In one year, Vancouver indie foursome Peach Pit went from virtual obscurity to fans overseas singing along at their concerts.
October 25 – November 1 / 2018
By Mike Usinger
Cover photo by Lester Lyons-hookham
uite understandably, singerguitarist Neil Smith sounds like a man living the dream when he’s tracked down in the architectural wonderland known as Chicago. Along with his bandmates—guitarist Christopher Vanderkooy, bassist Peter Wilton, and drummer Mikey Pascuzzi—he’s on this third swing through the Windy City with Peach Pit, the difference from previous visits being the show is sold-out. Packed rooms are something the Vancouver quartet has gotten used to since blowing up on the Internet in the spring of 2017.
“We’re spoiled because we pretty much started touring and immediately had people coming to our shows, which was incredibly lucky and rare,” Smith says gratefully, reached on his cellphone. “Now we’re at the point where we’ve already sold out 10 shows on this tour.”
If Smith sounds blessed by the band’s good fortune, it’s because most acts don’t go from regional obscurity to international sensation in the space of a year. The buzz was started by a Filipina music tastemaker named Thelazylazyme who spotlighted the breezy early single “Peach Pit” on her Youtube channel, where the song took off immediately. It’s sitting at an insane 19 million listens today—with fans from around the world leaving comments like “This song makes me nostalgic for things that I haven’t even lived yet.”
“We didn’t even know about the placement on the playlist,” Smith says. “We just started getting a lot of followers. We were just an indie band from Vancouver, and every day a couple of people would like our page. Then suddenly it was 100 a day, 200 a day, every single day. It was people with Chinese names, and people that didn’t seem like they were from Vancouver. We were convinced that our page had been hacked by some sort of bot or something—that it was fake accounts liking our page. But it didn’t stop.”
A debut EP, Sweet FA, arrived in the spring of 2017, positioning the group as a sun-soaked indie-pop unit to watch. By the fall of last year, Smith and his bandmates had made it clear they had global ambitions. The September arrival of a darker, unexpectedly mature full-length, Being So Normal, suggested Peach Pit had more on its mind than kicking back with a six-pack at Third Beach. The album served as a springboard to 12 months of steady touring that’s included North America, a couple of swings through Europe, and jaunts to such exotic locales as India, Thailand, Singapore, and Indonesia.
“We’re at the point,” Smith marvels, “where we’re constantly pinching ourselves.”
= = = = = = =
Copy, word for word, the stretch of the Peach Pit article from "October 25 –" through "spring of 2017.".

● Data
= = = = = = =
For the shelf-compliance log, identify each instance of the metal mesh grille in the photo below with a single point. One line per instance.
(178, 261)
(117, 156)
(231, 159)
= = = = = = =
● Final answer
October 25 – November 1 / 2018
By Mike Usinger
Cover photo by Lester Lyons-hookham
uite understandably, singerguitarist Neil Smith sounds like a man living the dream when he’s tracked down in the architectural wonderland known as Chicago. Along with his bandmates—guitarist Christopher Vanderkooy, bassist Peter Wilton, and drummer Mikey Pascuzzi—he’s on this third swing through the Windy City with Peach Pit, the difference from previous visits being the show is sold-out. Packed rooms are something the Vancouver quartet has gotten used to since blowing up on the Internet in the spring of 2017.